__Required work__.
1. Print the stretch of the passage about Namu from "She also seems" through "we must see." word for word.
2. Summarize the passage about Namu in two sentences.
— Start of Text block —
The interesting thing about Namu is that she bothered to come back to Lugu Lake at all. Though she calls herself, wryly, ‘a five-star gypsy’, the claustrophobic world that drove her away still seems to have a hold on her.
I put it to her that she’s still trying to win the approval of the mother who rejected her and she nods. But it hasn’t been easy for either of them. What Namu did, and how she did it, was in every way extraordinary, but it nearly severed her links with her mother for ever.
She also seems genuinely fond of her people, describing herself as a ‘Mosuo cultural ambassador’. This seems to excite her and she leaps up. There is something we must see.
We’re whisked away to a nearby promontory, rising a few hundred feet above the lake. Here, looking like a half-built million-aire’s home in California, is Namu’s latest contribution to the Lugu Lake property boom, her own half-built museum.
She talks vaguely in terms of some sort of Mosuo cultural centre, but as we step carefully over pipes and piles of dust and rubble I get the distinct impression that this is a museum of Namu.
She waves towards a substantial three-sided space.
‘I’m going to put the translations of all my books from all over the world here.’
‘That’s huge, Namu. That makes the British Library look like a newspaper shop.’
But she has already moved on.
— End of Text block —
— Start of Data entries —
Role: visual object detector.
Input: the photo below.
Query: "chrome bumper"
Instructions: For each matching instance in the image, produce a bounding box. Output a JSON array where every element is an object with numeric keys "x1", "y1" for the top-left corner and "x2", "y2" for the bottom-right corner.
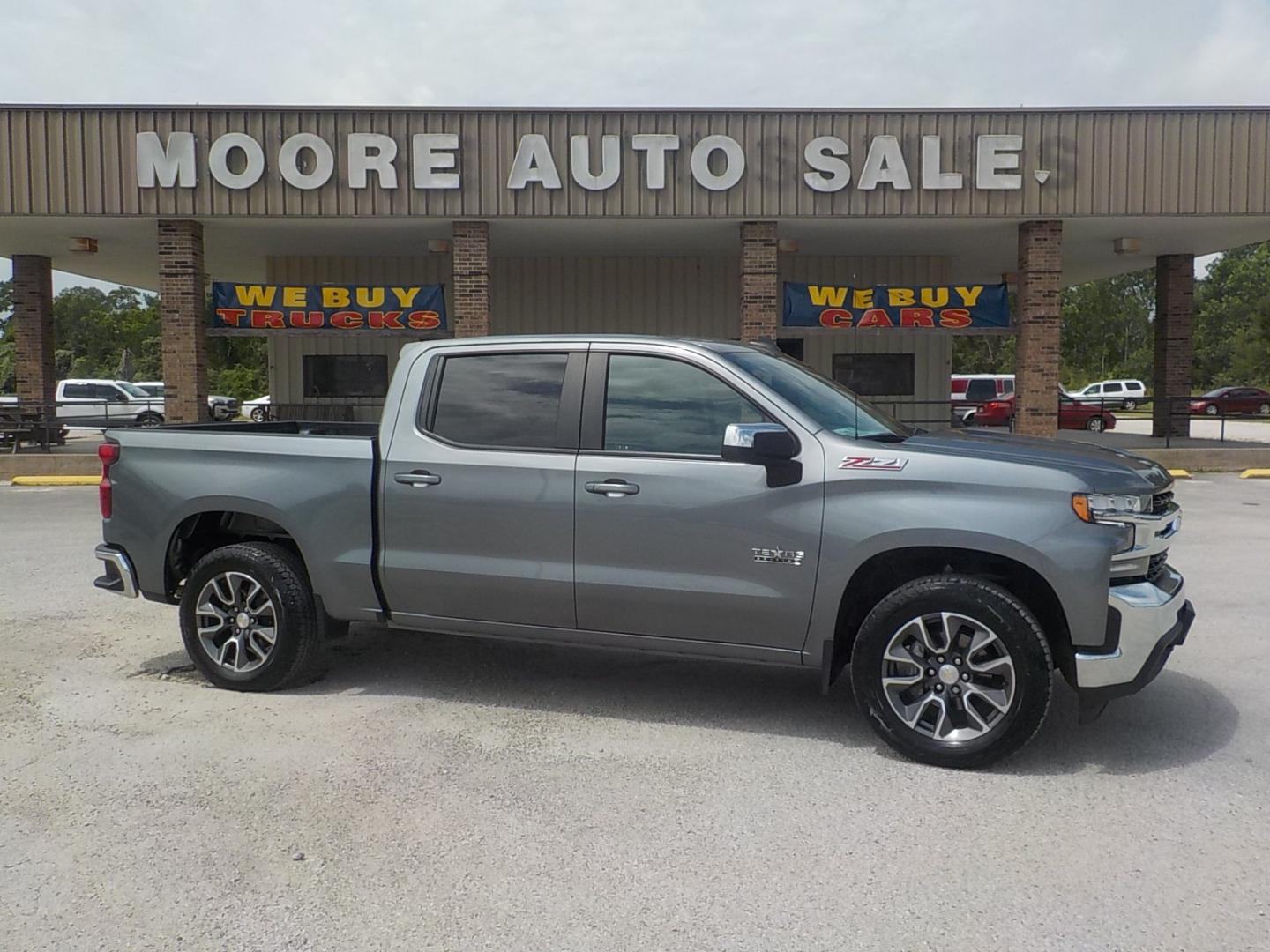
[
  {"x1": 1076, "y1": 566, "x2": 1195, "y2": 695},
  {"x1": 93, "y1": 543, "x2": 138, "y2": 598}
]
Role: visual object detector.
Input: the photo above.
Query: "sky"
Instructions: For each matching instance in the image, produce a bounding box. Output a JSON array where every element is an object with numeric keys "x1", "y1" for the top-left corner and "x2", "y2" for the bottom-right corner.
[{"x1": 0, "y1": 0, "x2": 1270, "y2": 286}]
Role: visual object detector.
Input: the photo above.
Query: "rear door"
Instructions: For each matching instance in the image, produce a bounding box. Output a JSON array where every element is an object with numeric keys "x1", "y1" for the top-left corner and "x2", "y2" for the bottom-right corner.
— End of Data entries —
__Full answers__.
1.
She also seems genuinely fond of her people, describing herself as a ‘Mosuo cultural ambassador’. This seems to excite her and she leaps up. There is something we must see.

2. Namu, who calls herself a "five-star gypsy" and a "Mosuo cultural ambassador," has come back to Lugu Lake even though her path there nearly cut her off from her mother for good. She takes her visitors to a promontory above the lake to show her half-built museum, where she plans to display translations of all her books from around the world.